MCA INDIA

Country music star Charley Pride passes away

International MUSIC - 17 Dec 2020

While Charley Pride’s career path was paved by artists like Opry pioneer DeFord Bailey, the Grammy-winner’s success put him on par with his white peers, including Willie Nelson, Glen Campbell and Merle Haggard, in a way that had never been afforded to Black artists before.

Charley Pride wasn’t country music’s first Black artist, but he reached heights that had not been available to early Black singers and musicians in the genre. And he did it by winning over millions of country music fans.

While Pride’s career path was paved by artists like Opry pioneer DeFord Bailey, the Grammy-winner’s success put him on par with his white peers, including Willie Nelson, Glen Campbell and Merle Haggard, in a way that had never been afforded to Black artists before.

Pride, whose hits include “Kiss an Angel Good Morning” and “Is Anybody Goin’ to San Antone,” died Saturday in Dallas of complications from COVID-19, according to his publicist. He was 86.

The pride of Sledge, Mississippi, was the son of a sharecropper who initially turned to sports as a way to a better life.

He was a pitcher and outfielder in the Negro American League with the Memphis Red Sox and in the Pioneer League in Montana.

After playing minor league baseball, he ended up in Helena, Montana, where he worked in a zinc smelting plant by day and played country music in nightclubs at night.

Baseball was Pride’s first success, but it was the Grand Ole Opry that his father insisted everyone listen to on their home radio that would prove to be his lasting legacy.
------------------------------------
= TASKS =
1) Decide whether each statement agrees with the article on Charley Pride, answering yes or no and quoting the deciding words of the article: (a) Pride died in Dallas of complications from COVID-19. (b) Pride was country music's first Black artist. (c) In Helena, Montana, Pride worked in a copper mine by day.
2) According to the article on Charley Pride, what positions did he play in the Negro American League?
The rows aren't needed for anything here.

(Segmentation mask data)
------------------------------------
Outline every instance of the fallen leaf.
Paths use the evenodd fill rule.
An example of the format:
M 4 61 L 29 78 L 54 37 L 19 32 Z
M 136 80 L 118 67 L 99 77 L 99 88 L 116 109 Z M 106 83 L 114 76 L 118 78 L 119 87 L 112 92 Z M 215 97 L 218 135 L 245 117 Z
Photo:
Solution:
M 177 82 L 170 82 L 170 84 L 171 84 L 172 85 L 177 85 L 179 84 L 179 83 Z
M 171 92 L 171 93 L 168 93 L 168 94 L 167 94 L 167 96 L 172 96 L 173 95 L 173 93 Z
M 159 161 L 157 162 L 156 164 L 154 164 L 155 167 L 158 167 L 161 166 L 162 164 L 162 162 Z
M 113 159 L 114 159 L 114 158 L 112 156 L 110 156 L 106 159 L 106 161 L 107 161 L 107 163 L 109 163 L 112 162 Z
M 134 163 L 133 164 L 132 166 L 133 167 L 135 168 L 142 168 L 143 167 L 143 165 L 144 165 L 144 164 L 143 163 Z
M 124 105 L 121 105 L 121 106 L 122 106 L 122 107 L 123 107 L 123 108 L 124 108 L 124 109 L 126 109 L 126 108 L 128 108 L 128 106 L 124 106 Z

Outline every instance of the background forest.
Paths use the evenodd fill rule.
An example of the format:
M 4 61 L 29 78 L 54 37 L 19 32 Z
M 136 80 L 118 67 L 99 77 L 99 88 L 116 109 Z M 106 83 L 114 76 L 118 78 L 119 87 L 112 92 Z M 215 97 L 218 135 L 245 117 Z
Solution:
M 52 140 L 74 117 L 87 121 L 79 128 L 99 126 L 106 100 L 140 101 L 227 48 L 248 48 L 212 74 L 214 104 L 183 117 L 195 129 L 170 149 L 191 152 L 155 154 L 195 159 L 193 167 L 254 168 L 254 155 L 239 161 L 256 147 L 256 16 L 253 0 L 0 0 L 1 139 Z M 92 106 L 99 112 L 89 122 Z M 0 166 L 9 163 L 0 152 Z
------------------------------------
= ANSWERS TO THE EXERCISES =
1)
(a) Yes: "died Saturday in Dallas of complications from COVID-19"
(b) No: "Charley Pride wasn’t country music’s first Black artist"
(c) No: "he worked in a zinc smelting plant by day"

2) Pitcher and outfielder.